DATASET RECORDS:
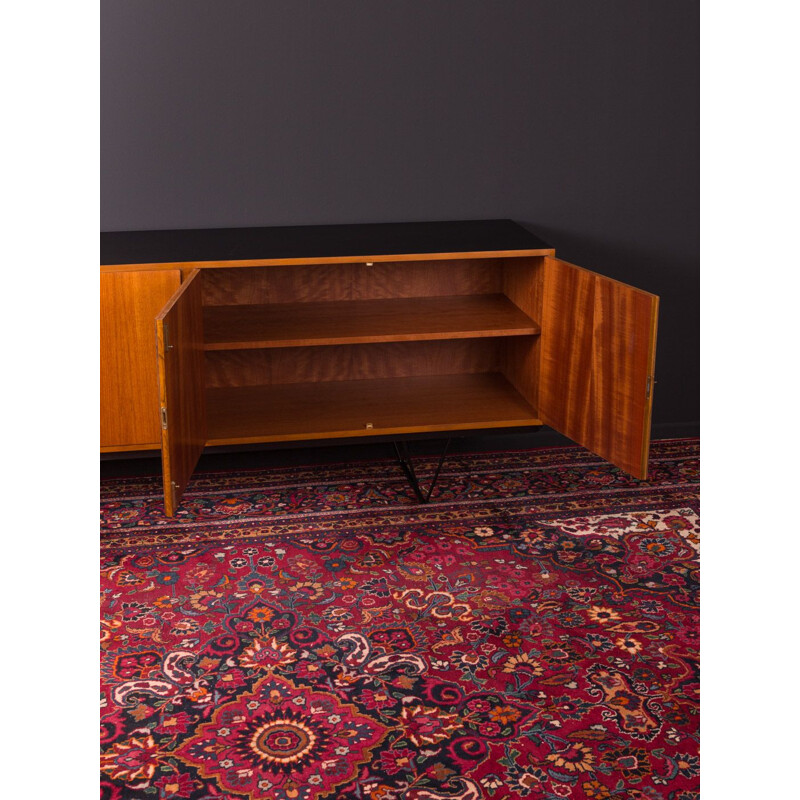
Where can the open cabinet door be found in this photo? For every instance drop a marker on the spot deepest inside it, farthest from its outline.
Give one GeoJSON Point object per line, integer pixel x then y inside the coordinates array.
{"type": "Point", "coordinates": [181, 384]}
{"type": "Point", "coordinates": [598, 355]}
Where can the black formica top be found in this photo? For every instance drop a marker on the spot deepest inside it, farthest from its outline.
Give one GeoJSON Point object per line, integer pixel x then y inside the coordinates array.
{"type": "Point", "coordinates": [316, 241]}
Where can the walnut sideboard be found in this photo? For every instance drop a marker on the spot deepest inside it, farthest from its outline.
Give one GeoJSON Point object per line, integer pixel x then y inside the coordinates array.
{"type": "Point", "coordinates": [243, 335]}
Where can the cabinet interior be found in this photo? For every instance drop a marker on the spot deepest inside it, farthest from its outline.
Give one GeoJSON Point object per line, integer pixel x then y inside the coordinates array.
{"type": "Point", "coordinates": [350, 349]}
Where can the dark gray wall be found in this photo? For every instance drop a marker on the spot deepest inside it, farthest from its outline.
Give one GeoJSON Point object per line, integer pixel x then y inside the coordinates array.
{"type": "Point", "coordinates": [577, 118]}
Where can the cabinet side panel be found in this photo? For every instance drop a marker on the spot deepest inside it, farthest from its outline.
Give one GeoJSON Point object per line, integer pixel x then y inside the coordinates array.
{"type": "Point", "coordinates": [566, 347]}
{"type": "Point", "coordinates": [523, 283]}
{"type": "Point", "coordinates": [622, 363]}
{"type": "Point", "coordinates": [179, 334]}
{"type": "Point", "coordinates": [129, 302]}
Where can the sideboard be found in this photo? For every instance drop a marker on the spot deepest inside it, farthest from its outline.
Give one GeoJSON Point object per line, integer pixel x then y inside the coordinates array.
{"type": "Point", "coordinates": [243, 335]}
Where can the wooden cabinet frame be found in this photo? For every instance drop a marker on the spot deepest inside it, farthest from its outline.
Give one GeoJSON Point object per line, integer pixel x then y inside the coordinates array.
{"type": "Point", "coordinates": [286, 349]}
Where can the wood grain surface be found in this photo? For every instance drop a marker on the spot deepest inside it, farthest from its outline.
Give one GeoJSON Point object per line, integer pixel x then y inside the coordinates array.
{"type": "Point", "coordinates": [359, 321]}
{"type": "Point", "coordinates": [351, 281]}
{"type": "Point", "coordinates": [598, 358]}
{"type": "Point", "coordinates": [179, 333]}
{"type": "Point", "coordinates": [129, 302]}
{"type": "Point", "coordinates": [287, 412]}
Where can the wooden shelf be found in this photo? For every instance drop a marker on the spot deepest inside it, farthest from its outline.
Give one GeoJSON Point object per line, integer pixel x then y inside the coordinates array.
{"type": "Point", "coordinates": [241, 327]}
{"type": "Point", "coordinates": [287, 412]}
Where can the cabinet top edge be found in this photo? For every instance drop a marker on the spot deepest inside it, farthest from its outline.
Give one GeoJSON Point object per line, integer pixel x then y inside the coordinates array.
{"type": "Point", "coordinates": [301, 244]}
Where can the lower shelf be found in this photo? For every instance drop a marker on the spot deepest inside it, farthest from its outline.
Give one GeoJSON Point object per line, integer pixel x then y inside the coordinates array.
{"type": "Point", "coordinates": [287, 412]}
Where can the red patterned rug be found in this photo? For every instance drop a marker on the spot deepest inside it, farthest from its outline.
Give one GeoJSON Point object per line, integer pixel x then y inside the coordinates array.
{"type": "Point", "coordinates": [314, 633]}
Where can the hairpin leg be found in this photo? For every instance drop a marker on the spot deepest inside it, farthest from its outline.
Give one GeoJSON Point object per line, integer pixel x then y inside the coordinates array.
{"type": "Point", "coordinates": [404, 458]}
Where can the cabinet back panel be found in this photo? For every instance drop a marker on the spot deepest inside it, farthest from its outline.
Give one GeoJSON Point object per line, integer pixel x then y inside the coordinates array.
{"type": "Point", "coordinates": [326, 282]}
{"type": "Point", "coordinates": [352, 362]}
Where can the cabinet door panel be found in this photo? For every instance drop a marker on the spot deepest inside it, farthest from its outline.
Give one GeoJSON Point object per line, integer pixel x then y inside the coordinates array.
{"type": "Point", "coordinates": [179, 334]}
{"type": "Point", "coordinates": [129, 302]}
{"type": "Point", "coordinates": [598, 356]}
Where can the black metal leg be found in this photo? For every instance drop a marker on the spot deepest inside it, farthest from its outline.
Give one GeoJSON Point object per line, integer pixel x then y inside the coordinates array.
{"type": "Point", "coordinates": [404, 458]}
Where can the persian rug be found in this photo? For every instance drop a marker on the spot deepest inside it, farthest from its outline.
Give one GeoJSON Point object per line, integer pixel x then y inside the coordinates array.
{"type": "Point", "coordinates": [313, 632]}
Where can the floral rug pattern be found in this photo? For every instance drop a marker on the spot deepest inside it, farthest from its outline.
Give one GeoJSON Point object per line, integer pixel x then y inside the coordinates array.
{"type": "Point", "coordinates": [313, 633]}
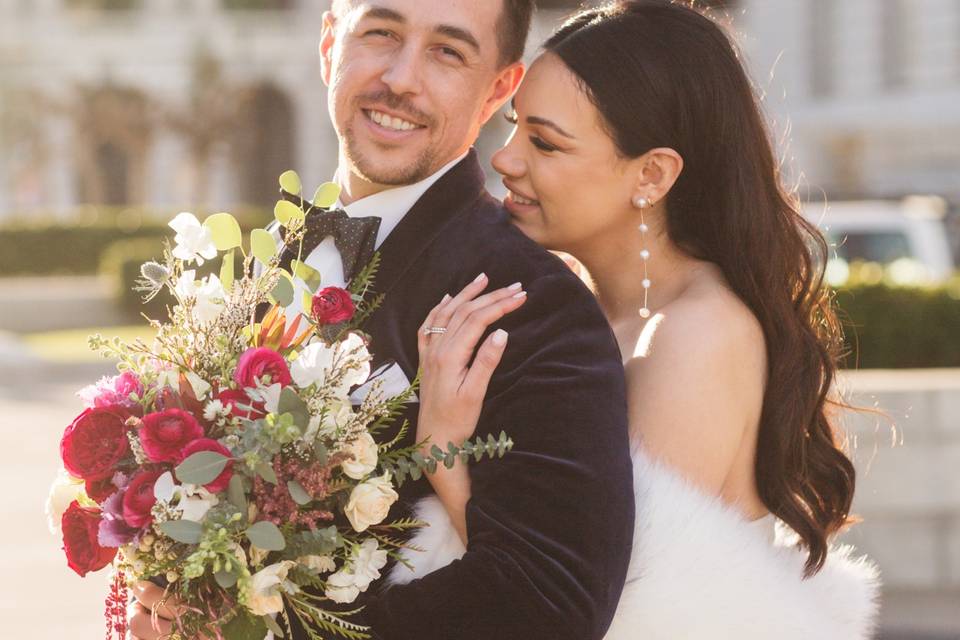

SHORT TASK: Count how many lines of the material above contain the word "wooden", and reply with only that number.

TASK RESPONSE: 2